▶ **Exercise goal**:
Answer these questions from the article on regional property investment in England:
(a) By about how much does the South East's population exceed London's?
(b) What do local authorities promote about their counties?
(c) What population density does the 2011 census give for Greater London?

▶ **Text provided**:
Please Note: This Article is 6 years old. This increases the likelihood that some or all of it's content is now outdated.

Of the nine regions in England, London region, the capital city, is dominant; next is South East that covers a much larger area but whose population exceeds London by only about 500,000; the other seven are what those in London and the South-East would regard, sometimes in derisory tone, as the provinces.

The North-West, East of England, West Midlands, South West, Yorkshire and the Humber, East Midlands, North East, each region has its own character and drivers of economic growth. As a means to attract non-savvy investment, the seven regions have something in common: vested interests talking up the potential in the hope of persuading and alleviating doubt.

As public sector guardians of community and employment opportunity, local authorities promote the economic advantages of their counties, but local property investors can have a different agenda. Rather than be content with their lot and plodding on, instead they envy the gains that come from investing in London and the South-East and they too want a share of the action.

The commercial property market, with its sectors and segments, is not one big market where anything happening affects the market as a whole. The market comprises individual properties in their own particular locations. Investment yield reflects rental prospects for each particular proposition. Rent is a product of supply and demand. Generally, greater demand is in the most populous built-up areas. Based on the 2011 census, Greater London has a population density 5,630 people per square kilometre. The next highest are West Midlands at 4076 and Greater Manchester at 4051. Thereafter, it is downhill all the way.

Labeled-object pointing entries
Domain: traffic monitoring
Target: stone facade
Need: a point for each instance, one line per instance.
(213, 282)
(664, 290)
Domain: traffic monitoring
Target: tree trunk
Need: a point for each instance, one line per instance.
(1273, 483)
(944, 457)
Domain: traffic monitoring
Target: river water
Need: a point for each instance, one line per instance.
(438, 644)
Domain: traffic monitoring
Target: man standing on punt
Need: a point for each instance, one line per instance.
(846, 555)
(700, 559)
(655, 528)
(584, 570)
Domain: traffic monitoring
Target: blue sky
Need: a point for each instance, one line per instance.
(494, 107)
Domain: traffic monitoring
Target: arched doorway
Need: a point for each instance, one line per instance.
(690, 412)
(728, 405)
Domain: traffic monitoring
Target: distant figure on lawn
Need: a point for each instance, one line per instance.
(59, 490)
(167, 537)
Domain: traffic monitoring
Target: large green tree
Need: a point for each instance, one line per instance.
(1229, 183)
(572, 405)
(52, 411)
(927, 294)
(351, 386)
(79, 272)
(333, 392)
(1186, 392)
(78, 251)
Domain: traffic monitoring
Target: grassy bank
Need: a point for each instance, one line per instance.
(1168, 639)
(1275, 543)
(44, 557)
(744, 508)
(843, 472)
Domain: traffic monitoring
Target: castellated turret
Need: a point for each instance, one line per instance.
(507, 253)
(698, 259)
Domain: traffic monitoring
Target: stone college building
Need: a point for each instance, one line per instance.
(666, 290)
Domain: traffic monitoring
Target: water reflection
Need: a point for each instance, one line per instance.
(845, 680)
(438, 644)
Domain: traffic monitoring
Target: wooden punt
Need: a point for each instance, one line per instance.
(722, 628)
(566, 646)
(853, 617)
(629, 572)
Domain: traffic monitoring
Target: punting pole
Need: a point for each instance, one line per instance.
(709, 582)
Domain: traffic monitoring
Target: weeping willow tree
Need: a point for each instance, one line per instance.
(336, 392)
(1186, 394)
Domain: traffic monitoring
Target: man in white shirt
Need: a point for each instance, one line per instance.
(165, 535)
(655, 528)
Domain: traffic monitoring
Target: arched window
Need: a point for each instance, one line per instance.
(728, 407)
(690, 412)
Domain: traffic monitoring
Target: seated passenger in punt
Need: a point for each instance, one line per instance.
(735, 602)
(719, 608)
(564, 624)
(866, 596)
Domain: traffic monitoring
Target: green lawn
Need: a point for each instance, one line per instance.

▶ **Output of the task**:
(a) About 500,000.
(b) The economic advantages of their counties.
(c) 5,630 people per square kilometre.